Selected text:
★ ★ ★ ★ ★
Walking the Line: Navigating Changing Rules Throughout a Pandemic

Walking the Line: Navigating Changing Rules Throughout a Pandemic
Orange Home Grown Farmers and Artisan Market; Photograph by Emily J. Davis

The marine layer hasn’t yet cleared at the Orange Home Grown Farmers and Artisan Market on Saturday morning, and the line to get into the lot stretches nearly a block. Just beyond the ropes, bins topple with bright zucchini, melons, sweet corn, and peaches.

A man tells the entrance guard that he has a medical condition and can’t function with a mask. Then, walking to the end of the line, he hisses: “Sheep! You don’t need those masks. Take ’em off!”

Megan Penn’s voice is muffled through a hand-sewn mask printed with oranges. Her raised eyebrows speak louder. She says 98 percent of the customers comply with the new rules. “It’s just the 2 percent who are vocal.”

Penn, executive director of the foundation which runs the market, was among the first to reopen for business in April. “Controlling the total amount of people is key,” she says.

As we sort out how to co-live with COVID-19, local officials have been forced to grind out novel rules governing our behavior, with mixed results.

Although masks were still scant in March, Irvine mayor Christina Shea says members of the community were able to source them and donated thousands of masks. She enlisted other council members over several weekends to visit commercial centers and pass out the masks.
★ ★ ★ ★ ★
Stored data:
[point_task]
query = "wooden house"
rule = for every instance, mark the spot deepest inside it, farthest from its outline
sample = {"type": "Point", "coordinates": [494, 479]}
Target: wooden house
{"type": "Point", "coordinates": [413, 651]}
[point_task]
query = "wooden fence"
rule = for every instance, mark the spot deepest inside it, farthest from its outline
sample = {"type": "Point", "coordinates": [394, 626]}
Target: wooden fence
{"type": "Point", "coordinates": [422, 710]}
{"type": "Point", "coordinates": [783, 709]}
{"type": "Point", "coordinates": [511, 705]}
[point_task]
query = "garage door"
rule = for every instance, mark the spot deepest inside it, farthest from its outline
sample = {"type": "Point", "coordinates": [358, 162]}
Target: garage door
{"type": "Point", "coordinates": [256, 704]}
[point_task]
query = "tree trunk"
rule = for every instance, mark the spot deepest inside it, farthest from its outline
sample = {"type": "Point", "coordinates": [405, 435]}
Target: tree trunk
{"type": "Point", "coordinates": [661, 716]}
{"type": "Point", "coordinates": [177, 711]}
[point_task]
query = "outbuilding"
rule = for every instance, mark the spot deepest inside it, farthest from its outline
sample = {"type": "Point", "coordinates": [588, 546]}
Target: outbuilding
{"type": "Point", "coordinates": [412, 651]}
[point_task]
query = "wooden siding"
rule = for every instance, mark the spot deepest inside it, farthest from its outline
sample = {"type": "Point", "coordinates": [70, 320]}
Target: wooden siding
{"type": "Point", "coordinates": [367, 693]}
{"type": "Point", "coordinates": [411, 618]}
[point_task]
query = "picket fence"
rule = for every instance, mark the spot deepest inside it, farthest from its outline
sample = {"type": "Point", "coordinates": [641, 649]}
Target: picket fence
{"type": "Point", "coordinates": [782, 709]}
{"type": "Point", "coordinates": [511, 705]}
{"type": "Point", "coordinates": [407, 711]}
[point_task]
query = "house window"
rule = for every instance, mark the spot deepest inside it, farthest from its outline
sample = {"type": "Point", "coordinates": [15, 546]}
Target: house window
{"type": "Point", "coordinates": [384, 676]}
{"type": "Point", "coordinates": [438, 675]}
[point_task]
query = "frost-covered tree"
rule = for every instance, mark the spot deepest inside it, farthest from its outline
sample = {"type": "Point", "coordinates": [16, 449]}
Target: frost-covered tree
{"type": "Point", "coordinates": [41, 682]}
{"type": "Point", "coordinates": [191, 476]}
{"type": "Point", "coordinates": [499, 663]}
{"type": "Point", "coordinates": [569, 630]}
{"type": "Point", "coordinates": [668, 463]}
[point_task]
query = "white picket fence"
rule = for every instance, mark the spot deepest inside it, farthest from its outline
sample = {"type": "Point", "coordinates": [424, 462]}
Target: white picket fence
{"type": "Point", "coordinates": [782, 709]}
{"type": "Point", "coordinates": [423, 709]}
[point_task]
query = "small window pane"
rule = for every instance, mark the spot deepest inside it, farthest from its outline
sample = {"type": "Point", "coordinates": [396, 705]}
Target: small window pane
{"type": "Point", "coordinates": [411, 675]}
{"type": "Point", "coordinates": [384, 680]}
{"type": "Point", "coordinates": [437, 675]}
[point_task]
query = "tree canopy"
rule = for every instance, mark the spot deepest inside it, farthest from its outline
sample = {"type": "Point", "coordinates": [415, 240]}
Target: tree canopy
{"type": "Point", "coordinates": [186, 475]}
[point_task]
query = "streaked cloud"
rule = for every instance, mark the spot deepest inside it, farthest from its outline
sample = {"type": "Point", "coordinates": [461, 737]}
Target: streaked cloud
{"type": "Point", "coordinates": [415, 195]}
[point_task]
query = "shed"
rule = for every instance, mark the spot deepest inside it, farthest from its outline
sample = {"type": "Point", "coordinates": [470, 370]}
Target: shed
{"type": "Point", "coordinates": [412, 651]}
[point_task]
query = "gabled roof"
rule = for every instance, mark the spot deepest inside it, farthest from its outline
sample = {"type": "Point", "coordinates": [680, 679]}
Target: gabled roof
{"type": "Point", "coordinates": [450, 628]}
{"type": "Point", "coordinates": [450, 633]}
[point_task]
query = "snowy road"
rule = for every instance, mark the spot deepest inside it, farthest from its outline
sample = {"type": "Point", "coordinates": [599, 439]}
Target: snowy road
★ ★ ★ ★ ★
Your assignment:
Answer these questions from the article on navigating changing pandemic rules.
1. What share of customers does Megan Penn say follow the new rules?
2. In which month was Penn's market among the first to reopen?
3. Whom did Irvine mayor Christina Shea enlist to hand out masks at commercial centers?

Result for this exercise:
1. 98 percent
2. April
3. Other council members